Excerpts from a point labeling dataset

■ ■ ■

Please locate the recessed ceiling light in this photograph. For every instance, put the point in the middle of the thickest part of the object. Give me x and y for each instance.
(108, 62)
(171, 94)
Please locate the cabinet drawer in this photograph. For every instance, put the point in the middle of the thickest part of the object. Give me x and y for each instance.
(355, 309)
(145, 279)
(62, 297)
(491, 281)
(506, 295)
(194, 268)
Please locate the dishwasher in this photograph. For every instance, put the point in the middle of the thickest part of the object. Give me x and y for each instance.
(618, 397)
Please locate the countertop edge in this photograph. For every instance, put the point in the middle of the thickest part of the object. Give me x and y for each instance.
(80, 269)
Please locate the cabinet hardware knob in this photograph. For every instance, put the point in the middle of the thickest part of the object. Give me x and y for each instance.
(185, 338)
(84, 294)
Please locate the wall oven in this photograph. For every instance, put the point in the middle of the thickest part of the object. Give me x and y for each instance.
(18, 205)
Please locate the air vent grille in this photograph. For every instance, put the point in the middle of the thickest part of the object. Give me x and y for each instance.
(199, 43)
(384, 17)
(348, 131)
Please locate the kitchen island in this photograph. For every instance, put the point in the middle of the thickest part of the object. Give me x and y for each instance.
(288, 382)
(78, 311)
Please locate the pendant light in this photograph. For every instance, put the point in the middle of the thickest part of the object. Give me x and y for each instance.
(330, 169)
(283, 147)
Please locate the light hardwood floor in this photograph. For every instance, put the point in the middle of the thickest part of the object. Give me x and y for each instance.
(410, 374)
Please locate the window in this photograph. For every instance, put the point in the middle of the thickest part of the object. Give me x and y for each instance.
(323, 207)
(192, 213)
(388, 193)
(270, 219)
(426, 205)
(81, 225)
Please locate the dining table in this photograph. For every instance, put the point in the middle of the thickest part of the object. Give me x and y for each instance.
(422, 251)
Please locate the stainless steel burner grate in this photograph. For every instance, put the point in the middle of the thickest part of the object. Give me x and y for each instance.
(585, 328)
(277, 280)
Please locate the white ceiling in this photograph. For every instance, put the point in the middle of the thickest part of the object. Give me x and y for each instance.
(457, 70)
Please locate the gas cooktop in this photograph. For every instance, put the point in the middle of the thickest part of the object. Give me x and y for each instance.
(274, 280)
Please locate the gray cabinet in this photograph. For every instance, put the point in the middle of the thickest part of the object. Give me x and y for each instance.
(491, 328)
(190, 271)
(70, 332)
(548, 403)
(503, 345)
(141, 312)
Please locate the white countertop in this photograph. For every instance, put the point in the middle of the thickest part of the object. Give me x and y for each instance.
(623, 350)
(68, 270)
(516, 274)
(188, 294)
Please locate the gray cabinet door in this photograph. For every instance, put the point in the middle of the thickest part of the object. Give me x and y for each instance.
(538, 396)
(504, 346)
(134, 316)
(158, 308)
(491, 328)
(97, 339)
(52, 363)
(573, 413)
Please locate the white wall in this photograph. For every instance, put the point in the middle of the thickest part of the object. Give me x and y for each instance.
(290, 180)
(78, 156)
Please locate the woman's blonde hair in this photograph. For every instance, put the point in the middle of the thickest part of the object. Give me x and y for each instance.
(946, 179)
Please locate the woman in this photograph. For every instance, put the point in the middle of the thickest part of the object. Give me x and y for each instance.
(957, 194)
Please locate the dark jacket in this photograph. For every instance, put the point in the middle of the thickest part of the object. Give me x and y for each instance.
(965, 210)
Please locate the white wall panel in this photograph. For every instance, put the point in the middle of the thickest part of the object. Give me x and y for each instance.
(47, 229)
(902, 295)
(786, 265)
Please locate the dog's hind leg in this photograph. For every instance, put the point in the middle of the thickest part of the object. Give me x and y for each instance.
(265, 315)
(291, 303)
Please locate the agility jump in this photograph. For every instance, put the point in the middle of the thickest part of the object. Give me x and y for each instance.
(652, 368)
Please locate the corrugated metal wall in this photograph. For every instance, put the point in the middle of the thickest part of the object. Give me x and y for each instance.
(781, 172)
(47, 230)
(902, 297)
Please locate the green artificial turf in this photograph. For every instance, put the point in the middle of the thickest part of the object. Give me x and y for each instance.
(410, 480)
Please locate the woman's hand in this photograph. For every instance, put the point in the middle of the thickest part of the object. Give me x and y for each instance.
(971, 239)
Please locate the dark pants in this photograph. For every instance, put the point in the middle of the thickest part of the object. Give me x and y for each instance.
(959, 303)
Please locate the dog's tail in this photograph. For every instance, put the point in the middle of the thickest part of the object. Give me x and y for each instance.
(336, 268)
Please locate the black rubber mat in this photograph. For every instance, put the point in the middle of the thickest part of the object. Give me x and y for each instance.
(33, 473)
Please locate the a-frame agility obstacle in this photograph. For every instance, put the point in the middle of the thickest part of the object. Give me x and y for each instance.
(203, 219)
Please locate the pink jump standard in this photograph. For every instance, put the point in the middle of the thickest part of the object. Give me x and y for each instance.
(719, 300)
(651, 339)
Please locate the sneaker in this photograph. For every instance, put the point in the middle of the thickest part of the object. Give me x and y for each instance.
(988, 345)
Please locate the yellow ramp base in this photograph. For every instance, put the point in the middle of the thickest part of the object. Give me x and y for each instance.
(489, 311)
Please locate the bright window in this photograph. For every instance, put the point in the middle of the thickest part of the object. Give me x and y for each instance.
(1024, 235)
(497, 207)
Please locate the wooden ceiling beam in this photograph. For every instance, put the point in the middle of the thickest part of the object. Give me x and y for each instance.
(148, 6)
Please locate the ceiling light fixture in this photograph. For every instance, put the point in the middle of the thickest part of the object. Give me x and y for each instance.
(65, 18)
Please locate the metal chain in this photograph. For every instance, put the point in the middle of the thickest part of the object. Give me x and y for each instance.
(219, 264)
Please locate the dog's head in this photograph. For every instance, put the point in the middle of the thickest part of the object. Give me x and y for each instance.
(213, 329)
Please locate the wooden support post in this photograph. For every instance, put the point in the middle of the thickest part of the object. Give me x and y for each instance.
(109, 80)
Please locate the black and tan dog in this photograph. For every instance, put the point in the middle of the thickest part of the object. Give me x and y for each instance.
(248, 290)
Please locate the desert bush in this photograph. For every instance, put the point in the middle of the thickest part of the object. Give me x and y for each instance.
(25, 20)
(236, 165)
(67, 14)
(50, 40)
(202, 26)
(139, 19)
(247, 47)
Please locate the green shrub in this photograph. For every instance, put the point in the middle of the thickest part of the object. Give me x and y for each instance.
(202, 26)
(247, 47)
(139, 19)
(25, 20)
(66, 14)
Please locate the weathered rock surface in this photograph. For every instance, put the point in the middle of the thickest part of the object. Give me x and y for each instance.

■ ■ ■

Set task
Rewrite the listing starting at the line containing "Please locate the dog's head" and ending at the end of the listing, renaming "desert bush" to "desert shrub" and leaving everything else unchanged.

Exercise response
Please locate the dog's head in this photograph. For every instance, put the point in the middle of the thickest part of the object. Give me x and y for each instance.
(213, 329)
Please locate the wooden support post in this photograph. For every instance, put the point in the middle of the thickest part of the object. Give me x and y for each instance.
(109, 80)
Please locate the black and tan dog in this photograph. For every instance, put the point in the middle of the thickest part of the object. Give me x and y for each instance.
(248, 290)
Please locate the desert shrub in this photograph. For every instance, put the point in the middle of the thickest part of the object. Give me x and y for each instance.
(25, 20)
(236, 165)
(67, 14)
(50, 40)
(202, 26)
(139, 19)
(247, 47)
Please locate the green shrub in this photograph. For every instance, put the point in the middle of the thickest part of the object. Give me x and y for each instance.
(202, 26)
(247, 47)
(139, 19)
(25, 20)
(66, 14)
Please locate the weathered rock surface in this photograph. For every instance, put the point in the middle of the thickest part of the object. Give me x and y for each instance.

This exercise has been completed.